[Records]
____

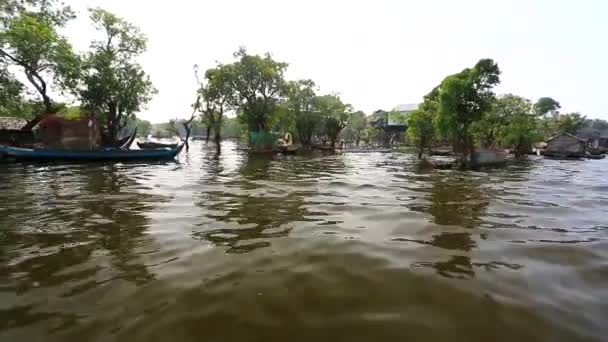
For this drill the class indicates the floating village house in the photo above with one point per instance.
(393, 123)
(566, 146)
(597, 139)
(52, 131)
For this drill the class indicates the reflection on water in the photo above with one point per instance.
(348, 247)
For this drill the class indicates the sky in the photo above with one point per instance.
(376, 54)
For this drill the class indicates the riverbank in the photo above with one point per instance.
(315, 247)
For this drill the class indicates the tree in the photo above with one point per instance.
(357, 122)
(546, 105)
(144, 127)
(30, 41)
(12, 102)
(421, 129)
(231, 128)
(461, 100)
(301, 103)
(519, 127)
(259, 86)
(335, 115)
(567, 123)
(216, 96)
(115, 85)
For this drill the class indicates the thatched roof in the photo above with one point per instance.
(568, 135)
(12, 123)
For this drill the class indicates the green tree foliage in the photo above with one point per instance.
(546, 105)
(144, 127)
(421, 128)
(232, 128)
(30, 41)
(259, 86)
(598, 124)
(518, 126)
(12, 102)
(301, 104)
(461, 100)
(566, 123)
(372, 135)
(215, 96)
(115, 85)
(355, 128)
(335, 115)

____

_WHAT THIS TASK INVOLVES_. Rewrite the rows above as a Markdown table with the columns Number and Record line, one row per line and no blank lines. Leave the pictures out.

_FINAL RESULT_.
| Number | Record line |
|---|---|
| 1 | For this drill the class indicates the floating village house in the photo above with one point per instance. |
| 2 | (393, 123) |
| 3 | (566, 146) |
| 4 | (597, 139) |
| 5 | (52, 131) |
| 6 | For this drill the class indicates the reflection on water in the photo above with one point per instance. |
| 7 | (348, 247) |
| 8 | For this drill the class indicates the sky in the photo above with one point per instance. |
| 9 | (376, 54) |
| 10 | For this drill the class indicates the riverbank in the photo above with one point per instance. |
| 11 | (315, 247) |
| 12 | For this drill the class indicates the tree in the photo above with one point per instance. |
| 13 | (357, 122) |
| 14 | (546, 105) |
| 15 | (144, 127) |
| 16 | (30, 41) |
| 17 | (12, 102) |
| 18 | (421, 129) |
| 19 | (231, 128) |
| 20 | (461, 100) |
| 21 | (301, 103) |
| 22 | (519, 127) |
| 23 | (259, 86) |
| 24 | (335, 115) |
| 25 | (567, 123) |
| 26 | (216, 96) |
| 27 | (115, 85) |
| 28 | For this drill the class indicates the thatched roof in the photo above with one point per instance. |
| 29 | (568, 135) |
| 30 | (12, 123) |
| 31 | For this drill the class indicates the green tree foliage in the photo above with one point per instance. |
| 32 | (546, 105) |
| 33 | (144, 127) |
| 34 | (421, 128) |
| 35 | (232, 128) |
| 36 | (30, 41) |
| 37 | (259, 86) |
| 38 | (598, 124) |
| 39 | (518, 126) |
| 40 | (12, 102) |
| 41 | (301, 104) |
| 42 | (461, 100) |
| 43 | (566, 123) |
| 44 | (372, 135) |
| 45 | (215, 96) |
| 46 | (115, 85) |
| 47 | (355, 128) |
| 48 | (335, 115) |